Start of Provided material

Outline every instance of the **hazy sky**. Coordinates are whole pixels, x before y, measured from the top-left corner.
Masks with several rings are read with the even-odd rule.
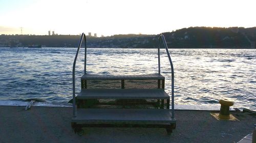
[[[0,34],[156,34],[256,26],[255,0],[0,0]]]

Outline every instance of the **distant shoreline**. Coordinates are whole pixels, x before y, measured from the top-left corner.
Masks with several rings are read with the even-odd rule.
[[[28,48],[27,47],[0,47],[0,48]],[[84,48],[84,47],[81,47],[81,48]],[[42,47],[41,48],[77,48],[77,47]],[[158,48],[113,48],[113,47],[87,47],[88,49],[157,49]],[[216,48],[197,48],[197,47],[185,47],[185,48],[180,48],[180,47],[170,47],[168,48],[168,49],[256,49],[256,48],[252,48],[250,47],[245,47],[245,48],[230,48],[230,47],[216,47]],[[36,49],[36,48],[34,48]],[[161,47],[160,49],[164,49],[164,48]]]

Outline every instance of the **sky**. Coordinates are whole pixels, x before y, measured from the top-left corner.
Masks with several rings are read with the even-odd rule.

End of Provided material

# Exercise description
Transcribe the records above verbatim. Do not carry over any picture.

# Response below
Outline every instance of the **hazy sky**. Coordinates are whole pixels, x before y, measured from the top-left corner.
Masks with several rings are read with the even-odd rule.
[[[0,34],[156,34],[256,26],[255,0],[0,0]]]

Outline every instance of the **distant shoreline**. Coordinates are whole pixels, x before y, measured from the top-left corner.
Masks with several rings are read with the even-odd rule.
[[[28,48],[27,47],[0,47],[0,48]],[[84,48],[84,47],[81,47],[81,48]],[[42,47],[41,48],[77,48],[77,47]],[[158,48],[113,48],[113,47],[87,47],[88,49],[157,49]],[[216,48],[197,48],[197,47],[185,47],[185,48],[180,48],[180,47],[170,47],[168,48],[168,49],[256,49],[256,48],[252,48],[250,47],[245,47],[245,48],[230,48],[230,47],[216,47]],[[36,49],[36,48],[34,48]],[[161,47],[160,49],[164,49],[164,48]]]

Outline every instance of the **sky**. Coordinates are whole pixels, x before y, measured from the top-left corner.
Masks with several rings are read with the even-odd rule.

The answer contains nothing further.